_Requirement_:
Can you resume the Code Graph Analysis Pipeline commands page right after its last sentence and keep writing it?

* begin Provided text *

Code Graph Analysis Pipeline - Commands

Start an Analysis
Generate Markdown References
Validate Links in Markdown
Manual Setup
Database Queries
Stop Neo4j
Jupyter Notebook
References
Other Commands

Start an Analysis

An analysis is started with the script analyze.sh. To run all analysis steps simple execute the following command:

./../../scripts/analysis/analyze.sh

👉 See scripts/examples/analyzeAxonFramework.sh as an example script that combines all the above steps for a Java Project. 👉 See scripts/examples/analyzeReactRouter.sh as an example script that combines all the above steps for a Typescript Project.
👉 See Code Structure Analysis Pipeline on how to do this within a GitHub Actions Workflow.

Command Line Options

The analyze.sh command comes with these command line options:

--report Csv only generates CSV reports. This speeds up the report generation and doesn't depend on Python, Jupyter Notebook or any other related dependencies. The default value os All to generate all reports. Jupiter will only generate Jupyter Notebook reports. DatabaseCsvExport exports the whole graph database as a CSV file (performance intense, check if there are security concerns first).
--profile Neo4jv4 uses the older long term support (june 2023) version v4.4.x of Neo4j and suitable compatible versions of plugins and JQAssistant. Neo4jv5 will explicitly select the newest (june 2023) version 5.x of Neo4j. Without setting a profile, the newest versions will be used. Other profiles can be found in the directory scripts/profiles.
--profile Neo4jv5-continue-on-scan-errors is based on the default profile (Neo4jv5) but uses the jQAssistant configuration template template-neo4jv5-jqassistant-continue-on-error.yaml to continue on scan error instead of failing fast. This is temporarily useful when there is a known error that needs to be ignored. It is still recommended to use the default profile and fail fast if there is something wrong. Other profiles can be found in the directory scripts/profiles.
--profile Neo4jv5-low-memory is based on the default profile (Neo4jv5) but uses only half of the memory (RAM) as configured in template-neo4j-low-memory.conf. This is useful for the analysis of smaller codebases with less resources. Other profiles can be found in the directory scripts/profiles.
--explore activates the "explore" mode where no reports are generated. Furthermore, Neo4j won't be stopped at the end of the script and will therefore continue running. This makes it easy to just set everything up but then use the running Neo4j server to explore the data manually.

* end Provided text *
* begin Records *

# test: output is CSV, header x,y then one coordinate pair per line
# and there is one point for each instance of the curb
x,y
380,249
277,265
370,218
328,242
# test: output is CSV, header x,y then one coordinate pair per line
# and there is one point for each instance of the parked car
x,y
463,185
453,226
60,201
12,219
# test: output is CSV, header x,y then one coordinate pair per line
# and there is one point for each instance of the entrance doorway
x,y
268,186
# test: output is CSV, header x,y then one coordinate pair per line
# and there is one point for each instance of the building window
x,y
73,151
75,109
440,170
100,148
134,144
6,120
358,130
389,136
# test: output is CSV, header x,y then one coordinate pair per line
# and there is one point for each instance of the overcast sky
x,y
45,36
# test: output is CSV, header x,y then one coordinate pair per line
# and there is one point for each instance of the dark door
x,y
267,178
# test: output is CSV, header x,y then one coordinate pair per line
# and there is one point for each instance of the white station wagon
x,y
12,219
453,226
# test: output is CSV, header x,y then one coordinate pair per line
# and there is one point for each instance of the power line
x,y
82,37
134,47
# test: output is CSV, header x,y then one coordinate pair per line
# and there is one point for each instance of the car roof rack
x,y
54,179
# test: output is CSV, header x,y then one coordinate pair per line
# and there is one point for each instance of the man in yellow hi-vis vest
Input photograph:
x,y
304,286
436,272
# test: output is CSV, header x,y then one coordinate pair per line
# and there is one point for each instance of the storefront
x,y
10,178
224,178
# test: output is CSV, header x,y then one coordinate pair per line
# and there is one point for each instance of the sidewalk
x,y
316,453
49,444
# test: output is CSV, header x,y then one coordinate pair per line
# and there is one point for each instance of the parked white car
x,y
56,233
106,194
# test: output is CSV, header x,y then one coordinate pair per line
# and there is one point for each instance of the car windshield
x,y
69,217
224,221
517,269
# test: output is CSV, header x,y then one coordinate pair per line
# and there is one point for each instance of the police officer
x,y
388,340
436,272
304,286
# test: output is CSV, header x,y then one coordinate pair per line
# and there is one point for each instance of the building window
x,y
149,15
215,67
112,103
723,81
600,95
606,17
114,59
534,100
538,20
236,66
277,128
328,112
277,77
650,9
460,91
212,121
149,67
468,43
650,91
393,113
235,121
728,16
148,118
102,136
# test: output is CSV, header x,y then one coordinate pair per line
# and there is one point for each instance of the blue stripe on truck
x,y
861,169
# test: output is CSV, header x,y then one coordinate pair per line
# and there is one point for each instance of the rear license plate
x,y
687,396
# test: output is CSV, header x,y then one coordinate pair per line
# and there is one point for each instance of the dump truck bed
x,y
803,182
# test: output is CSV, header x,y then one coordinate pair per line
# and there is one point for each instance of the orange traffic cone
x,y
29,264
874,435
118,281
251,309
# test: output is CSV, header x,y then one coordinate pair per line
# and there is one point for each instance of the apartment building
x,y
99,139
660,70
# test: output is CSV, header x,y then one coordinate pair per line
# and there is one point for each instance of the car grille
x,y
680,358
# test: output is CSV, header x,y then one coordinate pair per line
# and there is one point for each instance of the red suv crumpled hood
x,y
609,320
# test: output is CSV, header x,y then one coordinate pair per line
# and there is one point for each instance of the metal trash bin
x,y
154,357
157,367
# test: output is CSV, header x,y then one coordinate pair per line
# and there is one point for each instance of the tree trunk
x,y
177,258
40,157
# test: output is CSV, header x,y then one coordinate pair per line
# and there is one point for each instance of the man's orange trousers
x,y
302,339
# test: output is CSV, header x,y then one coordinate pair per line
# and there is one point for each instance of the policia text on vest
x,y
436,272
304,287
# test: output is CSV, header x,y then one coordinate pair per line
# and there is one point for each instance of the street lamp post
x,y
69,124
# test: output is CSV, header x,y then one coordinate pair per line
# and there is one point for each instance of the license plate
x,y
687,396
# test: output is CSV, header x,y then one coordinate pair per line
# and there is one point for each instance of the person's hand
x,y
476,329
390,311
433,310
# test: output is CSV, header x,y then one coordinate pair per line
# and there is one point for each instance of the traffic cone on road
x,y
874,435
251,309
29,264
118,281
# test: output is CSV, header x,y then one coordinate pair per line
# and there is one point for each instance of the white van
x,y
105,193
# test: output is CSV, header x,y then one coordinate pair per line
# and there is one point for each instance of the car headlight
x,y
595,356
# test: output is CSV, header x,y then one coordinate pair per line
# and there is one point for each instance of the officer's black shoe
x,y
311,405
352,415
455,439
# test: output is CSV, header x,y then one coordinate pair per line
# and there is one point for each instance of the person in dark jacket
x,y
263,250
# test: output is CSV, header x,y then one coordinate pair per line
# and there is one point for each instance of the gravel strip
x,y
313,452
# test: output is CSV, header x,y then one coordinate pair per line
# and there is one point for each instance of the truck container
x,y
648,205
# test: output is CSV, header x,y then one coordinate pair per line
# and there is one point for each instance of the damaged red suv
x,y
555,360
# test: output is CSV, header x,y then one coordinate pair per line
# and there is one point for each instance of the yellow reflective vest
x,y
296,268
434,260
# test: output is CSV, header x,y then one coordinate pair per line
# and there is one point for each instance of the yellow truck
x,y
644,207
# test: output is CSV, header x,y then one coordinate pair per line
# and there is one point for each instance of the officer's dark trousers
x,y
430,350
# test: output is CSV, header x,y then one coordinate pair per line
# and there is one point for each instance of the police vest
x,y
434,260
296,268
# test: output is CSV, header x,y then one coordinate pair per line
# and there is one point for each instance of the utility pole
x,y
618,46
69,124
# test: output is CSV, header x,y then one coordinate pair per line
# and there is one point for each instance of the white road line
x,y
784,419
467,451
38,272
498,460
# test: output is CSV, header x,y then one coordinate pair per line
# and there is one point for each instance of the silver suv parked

* end Records *

_Task result_:
Notes

Be sure to use Java 17 for Neo4j v5 and Java 11 for Neo4j v4
Use your own initial Neo4j password
For more details have a look at the script analyze.sh

Examples

Start an analysis with CSV reports only

If only the CSV reports are needed, that are the result of Cypher queries and don't need any further dependencies (like Python) the analysis can be speeded up with:

./../../scripts/analysis/analyze.sh --report Csv

Start an analysis with Jupyter reports only

If only the Jupyter reports are needed e.g. when the CSV reports had already been generated, the this can be done with:

./../../scripts/analysis/analyze.sh --report Jupyter

Start an analysis with PDF generation

Note: Generating a PDF from a Jupyter notebook using nbconvert takes some time and might even fail due to a timeout error.

ENABLE_JUPYTER_NOTEBOOK_PDF_GENERATION=true ./../../scripts/analysis/analyze.sh

Start an analysis without importing git log data

To speed up analysis and get a smaller data footprint you can switch of git log data import of the "source" directory (if present) with IMPORT_GIT_LOG_DATA_IF_SOURCE_IS_PRESENT="none" as shown below or choose IMPORT_GIT_LOG_DATA_IF_SOURCE_IS_PRESENT="aggregated" to reduce data size by only importing monthly grouped changes instead of all commits.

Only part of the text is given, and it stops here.